■ **ABOUT THIS TASK**: Write out everything in the summary of the two-sample test study from "Contribution" down to "vary with follow-up.", word for word.

(PASSAGE PROVIDED Opens)

A comparative study of two-sample hypothesis tests in the presence of long-term survivors
Yu Bi, Durbadal Ghosh, Subodh Selukar (Department of Biostatistics, St. Jude Children's Research Hospital, Memphis, TN, USA)

TL;DR
This study compares various two-sample hypothesis tests in the context of long-term survivors in time-to-event data, revealing non-monotonic power behaviors and providing a predictive tool for study planning.
Contribution
It offers a comprehensive simulation comparison of tests for L-TS data, highlighting limitations of conventional methods and introducing a predictive approach for follow-up planning.
Findings
Log-rank and non-PH tests have high power when L-TS is absent, but vary with follow-up.
Tests can exhibit non-monotonic power when both groups have L-TS.
Parametric models show increasing power with longer follow-up.

(PASSAGE PROVIDED Closes)
(DATA SHOWN Opens)

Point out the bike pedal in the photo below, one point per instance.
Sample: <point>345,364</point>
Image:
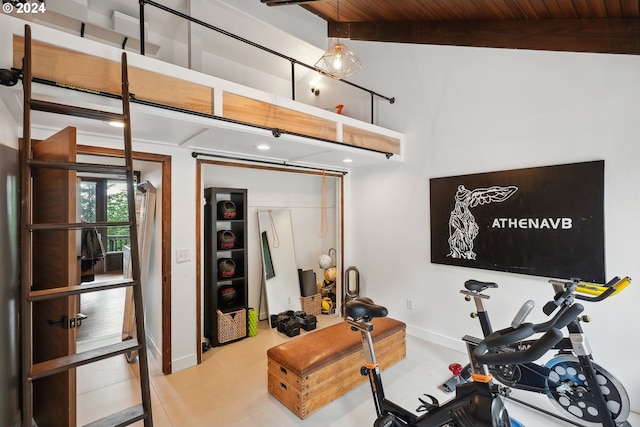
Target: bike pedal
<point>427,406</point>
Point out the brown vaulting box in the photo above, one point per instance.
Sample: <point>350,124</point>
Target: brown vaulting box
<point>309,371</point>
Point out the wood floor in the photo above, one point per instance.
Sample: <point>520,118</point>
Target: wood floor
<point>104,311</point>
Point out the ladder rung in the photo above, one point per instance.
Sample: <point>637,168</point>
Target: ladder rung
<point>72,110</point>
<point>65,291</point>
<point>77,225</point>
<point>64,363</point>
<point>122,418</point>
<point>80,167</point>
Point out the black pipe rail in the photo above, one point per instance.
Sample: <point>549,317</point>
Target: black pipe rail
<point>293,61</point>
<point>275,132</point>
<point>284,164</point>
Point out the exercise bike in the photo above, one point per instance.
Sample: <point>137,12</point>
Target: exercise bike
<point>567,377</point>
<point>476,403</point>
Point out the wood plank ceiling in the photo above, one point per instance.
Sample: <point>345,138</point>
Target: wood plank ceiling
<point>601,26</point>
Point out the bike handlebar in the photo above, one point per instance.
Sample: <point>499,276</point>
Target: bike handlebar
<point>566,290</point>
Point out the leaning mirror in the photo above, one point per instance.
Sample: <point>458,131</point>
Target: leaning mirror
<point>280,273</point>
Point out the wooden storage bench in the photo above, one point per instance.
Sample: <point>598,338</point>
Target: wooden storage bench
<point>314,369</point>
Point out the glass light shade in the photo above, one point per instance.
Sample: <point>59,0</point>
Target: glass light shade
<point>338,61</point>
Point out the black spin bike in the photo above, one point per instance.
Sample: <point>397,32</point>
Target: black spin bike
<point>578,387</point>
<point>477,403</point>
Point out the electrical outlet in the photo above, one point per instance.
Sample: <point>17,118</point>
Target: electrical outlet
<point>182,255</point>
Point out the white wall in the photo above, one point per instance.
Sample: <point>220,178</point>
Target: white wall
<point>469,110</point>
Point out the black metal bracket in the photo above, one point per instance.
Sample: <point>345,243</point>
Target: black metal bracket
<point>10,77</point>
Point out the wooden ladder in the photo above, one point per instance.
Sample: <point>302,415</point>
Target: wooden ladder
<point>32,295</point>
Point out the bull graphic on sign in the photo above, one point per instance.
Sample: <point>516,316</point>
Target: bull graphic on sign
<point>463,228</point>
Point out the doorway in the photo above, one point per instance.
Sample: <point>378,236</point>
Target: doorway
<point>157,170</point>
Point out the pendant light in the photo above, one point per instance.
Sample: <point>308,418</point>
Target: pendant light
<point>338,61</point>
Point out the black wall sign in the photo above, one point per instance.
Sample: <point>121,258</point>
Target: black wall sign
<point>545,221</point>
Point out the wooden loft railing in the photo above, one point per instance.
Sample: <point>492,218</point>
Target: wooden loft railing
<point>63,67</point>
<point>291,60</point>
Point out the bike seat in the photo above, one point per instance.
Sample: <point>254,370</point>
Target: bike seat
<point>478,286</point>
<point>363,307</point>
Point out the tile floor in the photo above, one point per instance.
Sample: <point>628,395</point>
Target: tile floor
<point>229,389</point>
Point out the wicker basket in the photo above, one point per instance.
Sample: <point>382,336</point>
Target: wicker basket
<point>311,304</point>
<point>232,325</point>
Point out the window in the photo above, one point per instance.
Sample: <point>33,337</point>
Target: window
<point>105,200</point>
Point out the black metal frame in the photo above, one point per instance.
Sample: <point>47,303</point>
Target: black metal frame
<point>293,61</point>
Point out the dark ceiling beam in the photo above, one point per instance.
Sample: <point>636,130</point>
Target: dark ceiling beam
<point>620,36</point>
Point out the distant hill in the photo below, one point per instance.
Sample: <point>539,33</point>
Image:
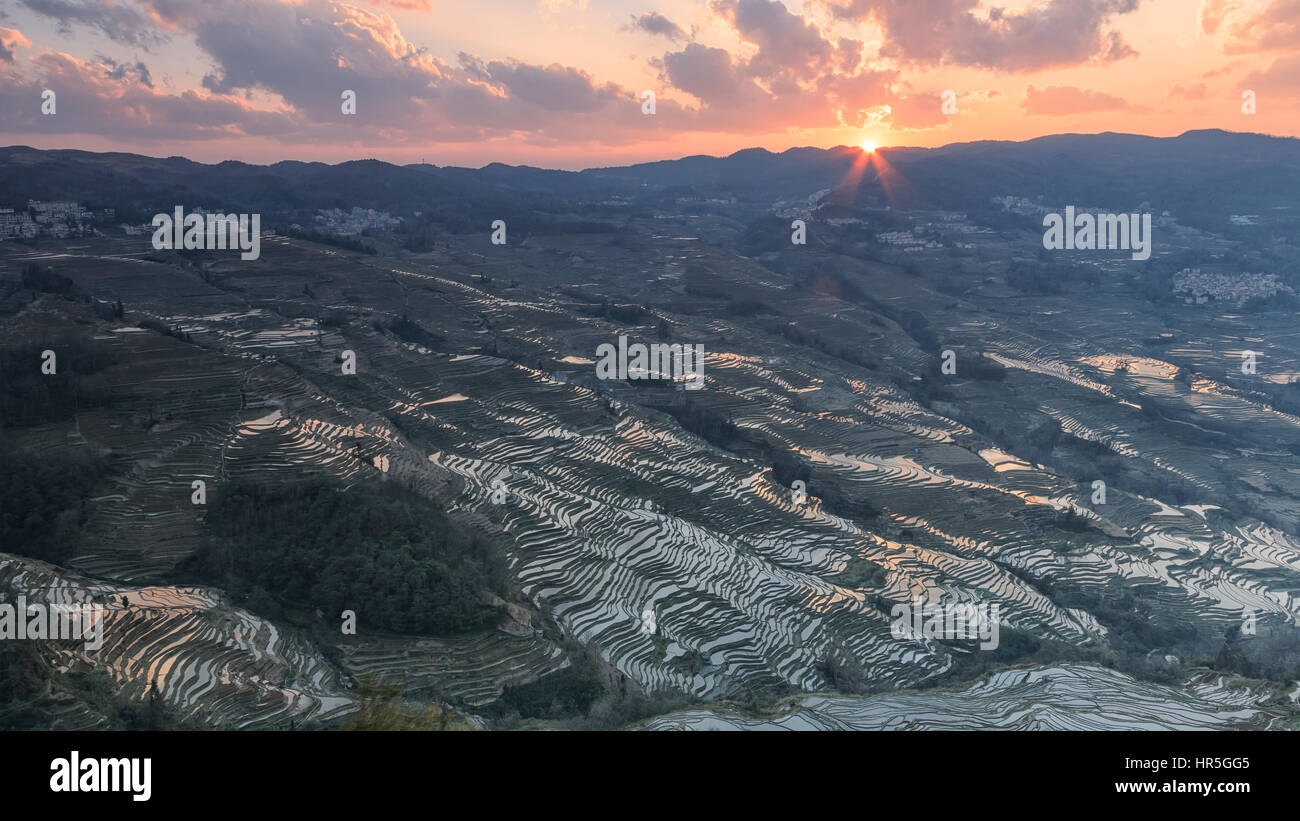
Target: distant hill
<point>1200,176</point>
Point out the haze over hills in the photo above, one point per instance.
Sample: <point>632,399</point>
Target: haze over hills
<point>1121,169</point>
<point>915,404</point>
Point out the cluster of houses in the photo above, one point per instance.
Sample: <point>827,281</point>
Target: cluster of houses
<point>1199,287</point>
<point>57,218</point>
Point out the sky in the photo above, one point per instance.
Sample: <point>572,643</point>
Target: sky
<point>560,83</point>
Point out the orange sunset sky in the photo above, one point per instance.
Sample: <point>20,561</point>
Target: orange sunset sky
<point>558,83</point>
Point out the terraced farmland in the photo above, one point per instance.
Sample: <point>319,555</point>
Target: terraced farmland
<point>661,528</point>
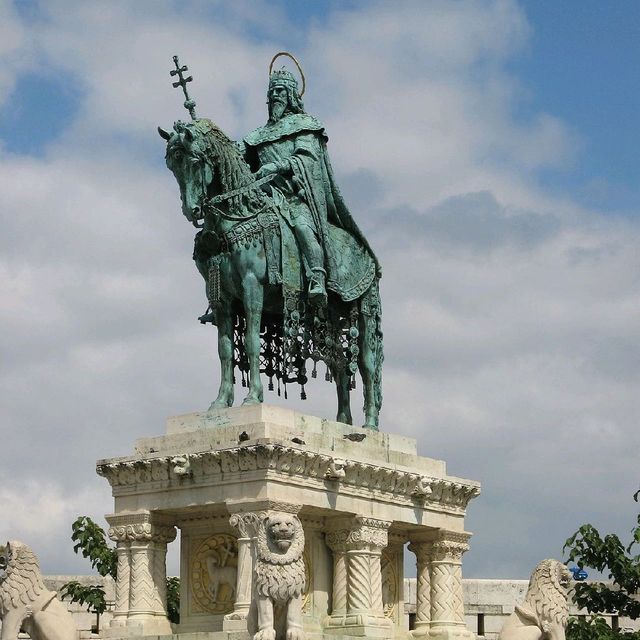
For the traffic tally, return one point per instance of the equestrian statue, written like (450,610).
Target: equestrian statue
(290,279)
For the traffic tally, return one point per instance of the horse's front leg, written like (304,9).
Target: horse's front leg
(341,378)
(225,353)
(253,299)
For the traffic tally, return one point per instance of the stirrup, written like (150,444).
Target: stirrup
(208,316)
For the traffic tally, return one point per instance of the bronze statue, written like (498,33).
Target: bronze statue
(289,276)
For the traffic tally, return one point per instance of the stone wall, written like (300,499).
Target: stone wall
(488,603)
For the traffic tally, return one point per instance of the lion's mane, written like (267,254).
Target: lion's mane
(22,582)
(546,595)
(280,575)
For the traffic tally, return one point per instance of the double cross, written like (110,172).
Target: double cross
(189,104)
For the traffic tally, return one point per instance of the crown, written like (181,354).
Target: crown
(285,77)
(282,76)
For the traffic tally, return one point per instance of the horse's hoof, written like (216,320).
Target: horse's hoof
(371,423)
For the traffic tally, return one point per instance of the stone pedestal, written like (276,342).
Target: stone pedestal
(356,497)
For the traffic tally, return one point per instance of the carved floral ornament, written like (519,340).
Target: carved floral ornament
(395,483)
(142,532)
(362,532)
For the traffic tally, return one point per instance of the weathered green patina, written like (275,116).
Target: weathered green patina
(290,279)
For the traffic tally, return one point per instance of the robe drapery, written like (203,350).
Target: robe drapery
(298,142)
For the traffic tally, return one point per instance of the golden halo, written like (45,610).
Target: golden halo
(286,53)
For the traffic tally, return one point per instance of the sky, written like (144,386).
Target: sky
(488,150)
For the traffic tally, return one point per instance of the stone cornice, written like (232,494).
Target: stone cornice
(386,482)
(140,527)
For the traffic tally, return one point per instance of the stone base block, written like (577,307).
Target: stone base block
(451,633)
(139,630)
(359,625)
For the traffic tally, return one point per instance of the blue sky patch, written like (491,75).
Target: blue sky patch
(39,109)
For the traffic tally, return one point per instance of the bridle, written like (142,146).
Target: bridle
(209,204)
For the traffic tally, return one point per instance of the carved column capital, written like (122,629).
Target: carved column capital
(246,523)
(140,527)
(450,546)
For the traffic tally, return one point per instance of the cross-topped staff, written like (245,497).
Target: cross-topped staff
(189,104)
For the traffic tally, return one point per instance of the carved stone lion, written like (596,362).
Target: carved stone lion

(DATA SHOWN Closes)

■ **FINISHED TASK**:
Contribution
It offers a comprehensive simulation comparison of tests for L-TS data, highlighting limitations of conventional methods and introducing a predictive approach for follow-up planning.
Findings
Log-rank and non-PH tests have high power when L-TS is absent, but vary with follow-up.